OBJECTIVE: Reproduce the listing below with every "axis-aligned" swapped for "rectangular", leaving all other text as it is.

☆ ☆ ☆

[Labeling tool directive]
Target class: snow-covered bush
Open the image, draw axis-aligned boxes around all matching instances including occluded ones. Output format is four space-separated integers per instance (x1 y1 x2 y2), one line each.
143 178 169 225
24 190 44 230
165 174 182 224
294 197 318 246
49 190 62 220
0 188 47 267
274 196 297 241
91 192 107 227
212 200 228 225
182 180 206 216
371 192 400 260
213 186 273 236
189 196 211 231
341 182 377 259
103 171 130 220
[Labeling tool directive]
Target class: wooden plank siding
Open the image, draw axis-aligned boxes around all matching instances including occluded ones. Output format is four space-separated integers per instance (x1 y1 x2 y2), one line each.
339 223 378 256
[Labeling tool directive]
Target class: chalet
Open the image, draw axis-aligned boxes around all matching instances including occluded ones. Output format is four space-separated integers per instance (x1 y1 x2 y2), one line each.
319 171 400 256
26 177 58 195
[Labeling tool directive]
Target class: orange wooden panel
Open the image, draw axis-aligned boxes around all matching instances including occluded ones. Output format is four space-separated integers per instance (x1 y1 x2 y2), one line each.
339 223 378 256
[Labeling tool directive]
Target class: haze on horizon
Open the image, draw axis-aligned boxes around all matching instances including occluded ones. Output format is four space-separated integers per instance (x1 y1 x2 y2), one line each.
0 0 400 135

☆ ☆ ☆

RESULT OF THE TASK:
[Labeling tool directive]
Target class: snow-covered bush
Open the image, draw rectangular boxes around all matching instances including occluded ones. Output format is four space-separated integers per instance (x1 y1 x2 y2), one line each.
143 178 169 225
24 190 44 230
165 174 182 224
294 197 318 246
49 190 62 220
0 188 47 267
274 196 297 241
91 192 107 227
212 200 228 225
182 180 206 216
371 192 400 260
213 186 273 236
189 196 211 231
341 182 377 259
103 171 130 220
[Labeling tool directive]
Target class: wooden plank siding
Open the image, draw rectangular boxes around all matching instances including occluded ones. Output format is four space-separated integers per instance (x1 y1 x2 y2), one line each.
339 223 378 256
[Labeling tool directive]
Target class: chalet
Open the image, draw rectangular boxes around all matching instances including occluded ones. Output format is four space-separated integers per instance (x1 y1 x2 y2), one line each.
319 171 400 256
26 177 58 195
[Labeling tool directive]
Target class: orange wooden panel
Open the image, draw rectangular boxes around all matching instances including occluded ones. Output format is four space-separated integers per instance (x1 y1 x2 y2), one line each.
339 223 378 256
[Labeling tool directive]
Target class: haze on horizon
Open the image, draw rectangular boxes around all matching instances including occluded ones. Output format is four space-separated integers per instance (x1 y1 x2 y2), one line each.
0 0 400 135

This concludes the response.